◆ TEXT PROVIDED:
::::::
Happy New Year, fellow rookies!
It’s that time again when we mentally roll ourselves back up from the bottom of the calendar and onto a new month, a new year and, if all the hubbub about New Year’s resolutions is to be believed, a new us.
Every January 1, the new year acts as a natural reminder that time is passing, and that we should reflect on our lives, change what we don’t like, and put energy toward what we do.
This is great!
I believe in making intentional decisions to become a better person (hello, this entire column series), and I am a fan of making those choices public when it’s safe to do so, whether that’s to a group of friends or to the entirety of Facebook, if it keeps us accountable to our goals.
But I refuse to make a New Year’s resolution. I can’t buy into that idea anymore, because I know it only sets me up for failure.
For example, I decided that 2006 would be the year I saw Coldplay live in concert. I made that resolution in my Montana dorm room, with about enough money in my bank account to buy a bus ticket, let alone fly to a major concert. It did not happen, which, looking back now, is such a #blessing because it’s Coldplay.
::::::
◆ RECORD SET:
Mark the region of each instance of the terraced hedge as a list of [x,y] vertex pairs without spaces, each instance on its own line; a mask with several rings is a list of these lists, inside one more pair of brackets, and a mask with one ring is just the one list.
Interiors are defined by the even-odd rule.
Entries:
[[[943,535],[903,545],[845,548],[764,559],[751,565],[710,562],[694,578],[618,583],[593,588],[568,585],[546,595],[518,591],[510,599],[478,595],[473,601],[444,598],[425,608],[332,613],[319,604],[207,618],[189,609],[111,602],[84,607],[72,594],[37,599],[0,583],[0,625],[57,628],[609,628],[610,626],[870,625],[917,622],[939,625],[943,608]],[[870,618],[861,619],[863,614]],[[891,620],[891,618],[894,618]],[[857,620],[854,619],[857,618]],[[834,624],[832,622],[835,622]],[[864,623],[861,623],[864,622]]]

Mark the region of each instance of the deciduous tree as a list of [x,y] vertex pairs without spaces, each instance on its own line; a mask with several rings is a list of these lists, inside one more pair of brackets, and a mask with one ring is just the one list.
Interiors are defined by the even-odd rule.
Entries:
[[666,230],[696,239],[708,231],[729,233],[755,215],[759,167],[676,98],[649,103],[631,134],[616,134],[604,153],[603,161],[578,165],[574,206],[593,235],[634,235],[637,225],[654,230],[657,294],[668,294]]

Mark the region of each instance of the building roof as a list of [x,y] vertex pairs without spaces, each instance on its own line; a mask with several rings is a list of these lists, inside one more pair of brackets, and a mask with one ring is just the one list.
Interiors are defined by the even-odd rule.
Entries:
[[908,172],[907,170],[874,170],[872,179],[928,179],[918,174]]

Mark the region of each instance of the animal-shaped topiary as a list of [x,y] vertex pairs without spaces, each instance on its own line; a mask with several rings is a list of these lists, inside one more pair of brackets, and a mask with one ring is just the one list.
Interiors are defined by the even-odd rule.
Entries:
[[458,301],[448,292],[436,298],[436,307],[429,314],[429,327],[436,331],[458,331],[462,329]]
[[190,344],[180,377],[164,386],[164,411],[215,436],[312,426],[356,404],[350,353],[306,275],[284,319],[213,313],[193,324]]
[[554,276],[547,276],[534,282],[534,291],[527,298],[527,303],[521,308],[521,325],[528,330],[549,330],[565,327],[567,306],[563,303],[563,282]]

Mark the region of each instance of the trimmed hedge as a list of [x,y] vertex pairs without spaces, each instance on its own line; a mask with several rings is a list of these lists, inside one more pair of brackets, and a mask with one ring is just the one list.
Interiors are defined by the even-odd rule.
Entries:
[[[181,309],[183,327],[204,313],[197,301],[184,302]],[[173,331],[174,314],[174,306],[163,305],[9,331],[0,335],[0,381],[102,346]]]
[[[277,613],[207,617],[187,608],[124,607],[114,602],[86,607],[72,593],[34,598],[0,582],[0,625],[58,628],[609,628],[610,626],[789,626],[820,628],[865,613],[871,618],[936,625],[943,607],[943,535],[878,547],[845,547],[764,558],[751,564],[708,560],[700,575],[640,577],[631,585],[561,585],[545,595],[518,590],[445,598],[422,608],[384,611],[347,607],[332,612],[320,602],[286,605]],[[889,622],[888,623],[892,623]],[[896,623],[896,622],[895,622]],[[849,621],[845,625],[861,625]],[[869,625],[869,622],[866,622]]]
::::::
◆ ACTIVITIES:
1 - In the column, in which year did the writer resolve to see Coldplay live in concert?
2 - Reproduce the part of the column starting with "Happy New Year, fellow" and going on through "what we do.", switching "calendar" to "planner".
3 - Proceed with the column from its final sentence, continuing in the same style.

◆ RESULTS IN ORDER:
1 - 2006

2 -
Happy New Year, fellow rookies!
It’s that time again when we mentally roll ourselves back up from the bottom of the planner and onto a new month, a new year and, if all the hubbub about New Year’s resolutions is to be believed, a new us.
Every January 1, the new year acts as a natural reminder that time is passing, and that we should reflect on our lives, change what we don’t like, and put energy toward what we do.

3 -
Another year – OK let’s be honest, several other years – I resolved to lose weight. It’s a typical resolution, with many businesses offering ways they could help me achieve this goal. But when I wasn’t thinner by February, I was frustrated and gave up.
Failure reigned in both situations, which often meant disappointment in myself, followed up with a good dose of shame for failing and usually some sort of self-punishment because I was embarrassed.
Could that be considered an overreaction to what amounts to a holiday tradition? Perhaps! But I try not to shy away from feelings just because they are embarrassing – that’s partly how I ended up emotionally haywire for so long. If I’m feeling it, it exists, and it deserves scrutiny.
In order to stop the annual cycle of expectation and failure, I gave up the resolutions cold turkey. This is one of my favorite go-to defense mechanisms: If it has potential to hurt me, whether through expectation or vulnerability, I shut it down.
And that worked – for a little while. But eventually, like anything you push down and promise yourself you’ll deal with later, resolutions started creeping back into my life, just not specifically in December or January.
As I made headway in therapy and started flirting with the idea of opening myself up to emotions again, making goals to better myself were a natural part of the process, despite my wariness of them.
This doesn’t mean I was suddenly a successful goal destroyer, clearing resolutions in leaps and bounds. It was more of a crawl, one so slow it would give a snail road rage, but the languid nature of it all allowed me to have little successes along the way.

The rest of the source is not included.